(begin)

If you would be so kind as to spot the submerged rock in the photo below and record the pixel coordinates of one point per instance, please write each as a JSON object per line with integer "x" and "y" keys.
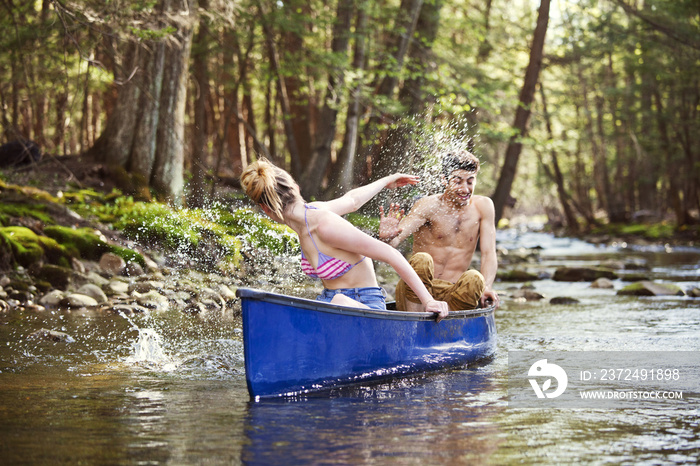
{"x": 648, "y": 288}
{"x": 582, "y": 274}
{"x": 563, "y": 300}
{"x": 78, "y": 300}
{"x": 604, "y": 283}
{"x": 51, "y": 335}
{"x": 527, "y": 295}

(end)

## Stated exercise
Can you write out every item above word for word, leaving out the pictures?

## Final result
If you would be so kind as to spot the submerged rock in the photo below and record the pixel coordinates of one point per instance, please write each as a JSON object per line with integer "x" and "y" keys.
{"x": 648, "y": 288}
{"x": 582, "y": 274}
{"x": 563, "y": 300}
{"x": 78, "y": 300}
{"x": 604, "y": 283}
{"x": 51, "y": 335}
{"x": 527, "y": 295}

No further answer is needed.